| PROBLEM TO SOLVE |
Output each entry exactly as written.

++++++++++++++++++++

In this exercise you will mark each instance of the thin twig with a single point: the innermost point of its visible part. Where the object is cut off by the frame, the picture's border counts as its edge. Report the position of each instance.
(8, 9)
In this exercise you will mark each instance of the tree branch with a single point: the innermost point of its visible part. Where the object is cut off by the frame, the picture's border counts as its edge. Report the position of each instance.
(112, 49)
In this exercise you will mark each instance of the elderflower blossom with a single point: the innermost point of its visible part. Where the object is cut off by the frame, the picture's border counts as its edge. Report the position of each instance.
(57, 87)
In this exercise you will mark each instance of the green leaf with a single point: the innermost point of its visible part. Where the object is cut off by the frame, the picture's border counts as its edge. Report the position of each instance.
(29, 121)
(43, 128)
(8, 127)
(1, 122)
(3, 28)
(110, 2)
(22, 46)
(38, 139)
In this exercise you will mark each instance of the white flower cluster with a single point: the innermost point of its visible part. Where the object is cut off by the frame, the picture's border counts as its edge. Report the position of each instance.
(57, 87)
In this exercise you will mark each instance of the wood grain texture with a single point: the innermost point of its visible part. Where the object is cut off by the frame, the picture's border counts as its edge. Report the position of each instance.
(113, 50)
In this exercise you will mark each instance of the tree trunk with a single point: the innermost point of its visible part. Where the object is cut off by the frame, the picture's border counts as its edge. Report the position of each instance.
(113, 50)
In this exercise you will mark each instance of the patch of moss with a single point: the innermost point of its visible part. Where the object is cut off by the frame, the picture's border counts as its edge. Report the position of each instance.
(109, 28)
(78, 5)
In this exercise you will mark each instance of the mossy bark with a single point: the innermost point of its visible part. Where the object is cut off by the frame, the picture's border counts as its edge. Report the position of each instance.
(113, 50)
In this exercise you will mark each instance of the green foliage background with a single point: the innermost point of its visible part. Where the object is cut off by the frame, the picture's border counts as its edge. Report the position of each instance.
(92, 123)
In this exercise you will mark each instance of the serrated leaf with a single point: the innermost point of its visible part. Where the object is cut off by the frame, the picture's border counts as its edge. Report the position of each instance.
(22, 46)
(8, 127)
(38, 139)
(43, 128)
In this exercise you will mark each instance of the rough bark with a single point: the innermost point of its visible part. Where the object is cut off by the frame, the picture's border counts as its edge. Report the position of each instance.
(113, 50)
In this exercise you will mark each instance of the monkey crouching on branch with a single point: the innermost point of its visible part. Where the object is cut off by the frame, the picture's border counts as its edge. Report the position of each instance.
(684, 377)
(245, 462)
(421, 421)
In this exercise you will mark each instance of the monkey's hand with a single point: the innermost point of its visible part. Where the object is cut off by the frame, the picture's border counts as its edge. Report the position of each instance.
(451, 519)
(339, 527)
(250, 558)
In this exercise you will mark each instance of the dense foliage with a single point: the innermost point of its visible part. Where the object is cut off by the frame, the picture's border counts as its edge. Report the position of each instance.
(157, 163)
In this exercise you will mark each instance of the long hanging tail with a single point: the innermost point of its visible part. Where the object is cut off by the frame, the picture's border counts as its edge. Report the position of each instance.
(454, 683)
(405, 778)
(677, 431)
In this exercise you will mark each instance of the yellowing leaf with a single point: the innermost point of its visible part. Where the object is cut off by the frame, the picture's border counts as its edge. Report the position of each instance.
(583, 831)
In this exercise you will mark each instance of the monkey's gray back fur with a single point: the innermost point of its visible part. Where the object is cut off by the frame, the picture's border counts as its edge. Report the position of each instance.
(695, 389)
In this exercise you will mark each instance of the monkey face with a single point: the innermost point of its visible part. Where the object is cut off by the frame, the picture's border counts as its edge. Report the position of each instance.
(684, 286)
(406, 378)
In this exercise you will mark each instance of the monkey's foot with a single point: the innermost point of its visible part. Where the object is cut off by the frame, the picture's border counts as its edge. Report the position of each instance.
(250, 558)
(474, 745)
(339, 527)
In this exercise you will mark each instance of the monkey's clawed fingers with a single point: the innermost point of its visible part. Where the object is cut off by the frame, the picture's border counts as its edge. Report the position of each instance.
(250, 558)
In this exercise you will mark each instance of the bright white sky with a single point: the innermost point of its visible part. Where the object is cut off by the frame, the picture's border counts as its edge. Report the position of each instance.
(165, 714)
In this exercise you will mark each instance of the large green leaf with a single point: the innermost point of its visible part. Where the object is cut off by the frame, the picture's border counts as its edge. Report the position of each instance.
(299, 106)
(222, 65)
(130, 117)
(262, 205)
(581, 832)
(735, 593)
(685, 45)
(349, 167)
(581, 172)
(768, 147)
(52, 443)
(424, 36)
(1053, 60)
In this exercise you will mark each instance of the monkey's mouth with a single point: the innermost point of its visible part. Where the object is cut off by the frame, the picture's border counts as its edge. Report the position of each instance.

++++++++++++++++++++

| RESULT OF THE EXERCISE |
In this exercise you will mark each instance of the thin twig with a single point: the innermost point of its visible part. Where the object is cut off by the frame, the picture's border counts as its edge. Report the position of each instance.
(8, 9)
In this exercise you will mark each instance of the tree branch with a single point: the innermost point of its visible part. Where the object is cut off by the frame, the picture's border counts as its edge. Report the position of each instance.
(112, 49)
In this exercise you will mark each instance of the elderflower blossom with a single point: the innermost point of its visible part. Where the object is cut off by the frame, the picture's border counts as its edge. Report the position of each instance.
(57, 87)
In this exercise you will mark each instance of the green leaf with a single point: the innermost point of its visible part. Where the object is cut off by the frame, the picture's border counts as its edge. Report the position of each instance.
(29, 121)
(43, 128)
(8, 127)
(1, 122)
(3, 28)
(110, 2)
(22, 46)
(38, 139)
In this exercise you will mark each instance of the white flower cluster with a single point: the innermost point of its visible part. Where the object is cut off by the frame, the picture's border counts as its edge. Report the position of each instance.
(57, 87)
In this exercise you will mark each instance of the wood grain texture with a single point: the innermost point of its visible part. Where the object is cut off by the frame, the picture's border counts as its edge. Report the position of each instance.
(113, 50)
In this exercise you will mark each instance of the tree trunk with a single point: the innermost point of its visible part. Where the object is cut off by the frame, the picture's border counts as its edge. Report the position of each instance.
(113, 50)
In this exercise you will mark each instance of the patch of moss with a single point: the innermost point of its visible part. Where the object is cut off by the frame, the picture's border counts as its edge. Report the position of each instance.
(109, 28)
(78, 5)
In this exercise you will mark each instance of the mossy bark with a single point: the innermost point of its visible part. Where the object is cut off by the frame, the picture's border counts as its edge. Report the position of each instance.
(113, 50)
In this exercise you will mark each instance of the green foliage background with a single point: the innermost point of its visible part. Where the object is cut off by the frame, the picture's border counts as its edge. Report the position of each instance.
(92, 123)
In this exercise you will mark each instance of the serrated leaf with a single point: the innermost point of its visible part. Where the object is cut off by the frame, the picture's border counts as its edge. Report the position of each instance.
(22, 46)
(8, 127)
(38, 139)
(43, 128)
In this exercise you will mark each instance of the rough bark with a single point: the innermost point of its visible part. Where the object is cut off by the frame, the picture's border counts as its edge. Report the position of each instance.
(113, 50)
In this exercise you will mark each instance of the monkey crouching on branch with a single point: the innermost point of its visible part. Where the object is cut off by the frame, the picture's border counts as its edge. Report the position of each instance.
(684, 377)
(245, 462)
(421, 421)
In this exercise you will mark each instance of the monkey's hand with a single point: the innermost point of its visible part. Where the object is cut off by the frame, the picture's border counts as its edge. Report the position of each instance.
(451, 519)
(339, 527)
(250, 558)
In this exercise you will mark each instance of the dense foliage with a single point: the innermost point of its visible part. Where the object is cut off by the frame, the picture's border counts as its edge. Report the position of each instance.
(157, 163)
In this exercise you will mark each instance of the long hanging tail with a single point: the innermost point of its visible part. Where the object is cut off by the frame, the picture's border counts as its edge. Report the position of each instance.
(454, 683)
(405, 778)
(677, 431)
In this exercise you will mark each instance of the yellowing leaf with a single point: the innermost point of its visible part. Where the object is cut off by the frame, the picture's border counts as its edge. Report the position of each instance.
(583, 831)
In this exercise you will mark each instance of the monkey's gray back fur with a single point: the innermost point of its visible part. Where the object is cut off by the frame, the picture's border counts as its edge. Report the position of each instance.
(695, 389)
In this exercise you will mark each instance of the monkey face with a single point: the innermost point of its visible part. Where the object is cut off by the frame, the picture's border counts as its edge. Report the position of each instance.
(684, 286)
(406, 378)
In this exercise you will mark each instance of the monkey's foot with a single point: the innermost point of its visible part. Where the object is cut off by the frame, the picture's border counts as its edge. Report the position of each instance.
(250, 558)
(474, 745)
(339, 527)
In this exercise you will mark each instance of the monkey's clawed fingers with a single point: the innermost point of its visible part. Where the object is cut off by the frame, the picture's border counts as its edge. Report the position of each instance.
(250, 558)
In this exercise you will mark each instance of the bright white sky with a single point: the innermost point of its visible part. Where the object is cut off by the frame, the picture's border counts as its edge. Report the position of each instance.
(165, 714)
In this exercise you will mark each instance of the large green leaf with a single point: the innermost point of its visible part. Where the object is cut off by the frame, the picture's border counts as its edge. Report the position of each instance.
(299, 106)
(222, 65)
(130, 117)
(262, 205)
(581, 832)
(735, 593)
(685, 45)
(349, 167)
(581, 172)
(768, 147)
(52, 443)
(424, 36)
(1053, 60)
In this exercise you will mark each instance of the monkey's mouth with a single point: the innermost point of its visible part. Where the object is cut off by the frame, the picture's border counts as its edge. Report the position of each instance.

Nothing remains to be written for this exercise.